* START DATA SECTION *

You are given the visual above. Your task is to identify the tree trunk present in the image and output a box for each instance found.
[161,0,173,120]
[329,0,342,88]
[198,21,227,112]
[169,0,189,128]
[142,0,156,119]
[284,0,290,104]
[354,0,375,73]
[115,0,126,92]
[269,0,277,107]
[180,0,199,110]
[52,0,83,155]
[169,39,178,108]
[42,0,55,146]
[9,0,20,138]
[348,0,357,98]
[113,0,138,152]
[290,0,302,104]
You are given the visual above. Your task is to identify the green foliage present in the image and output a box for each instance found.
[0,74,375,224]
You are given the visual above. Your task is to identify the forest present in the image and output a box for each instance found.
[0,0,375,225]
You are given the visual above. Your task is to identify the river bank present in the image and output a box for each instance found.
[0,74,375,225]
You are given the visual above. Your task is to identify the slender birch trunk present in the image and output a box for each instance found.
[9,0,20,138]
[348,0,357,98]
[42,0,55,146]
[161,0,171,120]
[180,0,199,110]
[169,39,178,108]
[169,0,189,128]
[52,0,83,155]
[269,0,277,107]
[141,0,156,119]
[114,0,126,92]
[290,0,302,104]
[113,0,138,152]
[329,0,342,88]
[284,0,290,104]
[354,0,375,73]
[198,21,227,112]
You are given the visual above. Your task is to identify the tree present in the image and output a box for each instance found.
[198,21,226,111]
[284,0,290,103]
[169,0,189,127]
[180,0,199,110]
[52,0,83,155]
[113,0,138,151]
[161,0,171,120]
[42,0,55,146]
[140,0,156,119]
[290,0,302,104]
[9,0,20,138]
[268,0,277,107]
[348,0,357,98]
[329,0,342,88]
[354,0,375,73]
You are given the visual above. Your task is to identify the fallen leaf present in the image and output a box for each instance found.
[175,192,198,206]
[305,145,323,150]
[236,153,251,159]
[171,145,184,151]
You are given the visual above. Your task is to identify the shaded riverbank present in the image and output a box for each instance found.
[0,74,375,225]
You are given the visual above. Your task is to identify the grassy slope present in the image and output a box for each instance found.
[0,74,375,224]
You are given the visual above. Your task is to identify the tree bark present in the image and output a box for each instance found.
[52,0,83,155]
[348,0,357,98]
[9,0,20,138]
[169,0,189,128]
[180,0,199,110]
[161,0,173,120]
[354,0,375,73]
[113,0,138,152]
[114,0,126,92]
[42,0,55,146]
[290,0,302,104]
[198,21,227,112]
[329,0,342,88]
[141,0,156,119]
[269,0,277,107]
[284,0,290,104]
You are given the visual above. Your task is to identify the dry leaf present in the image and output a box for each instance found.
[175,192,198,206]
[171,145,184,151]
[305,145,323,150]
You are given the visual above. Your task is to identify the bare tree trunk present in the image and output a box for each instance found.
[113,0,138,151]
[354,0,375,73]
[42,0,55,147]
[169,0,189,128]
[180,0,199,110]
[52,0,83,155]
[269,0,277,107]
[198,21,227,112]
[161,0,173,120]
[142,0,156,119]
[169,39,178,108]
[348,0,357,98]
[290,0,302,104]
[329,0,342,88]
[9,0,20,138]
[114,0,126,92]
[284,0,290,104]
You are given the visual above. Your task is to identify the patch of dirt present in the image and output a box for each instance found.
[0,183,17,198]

* END DATA SECTION *

- GOAL -
Reproduce the records word for word, starting at their first line and stopping after the line that contains "[0,0,375,225]".

- FULL OUTPUT -
You are given the visual above. Your task is to identify the tree trunk present in the image and output a box for each instance found.
[161,0,173,120]
[329,0,342,88]
[198,21,227,112]
[169,0,189,128]
[142,0,156,119]
[284,0,290,104]
[354,0,375,73]
[115,0,126,92]
[269,0,277,107]
[180,0,199,110]
[52,0,83,155]
[169,39,178,108]
[42,0,55,146]
[9,0,20,138]
[348,0,357,98]
[113,0,138,152]
[290,0,302,104]
You are given the visual above. Your task is to identify the green foliage present in the image and output a box for each instance found.
[0,74,375,224]
You are given the visual above. Your task is to identify the forest present in the image and output a box for each instance found.
[0,0,375,225]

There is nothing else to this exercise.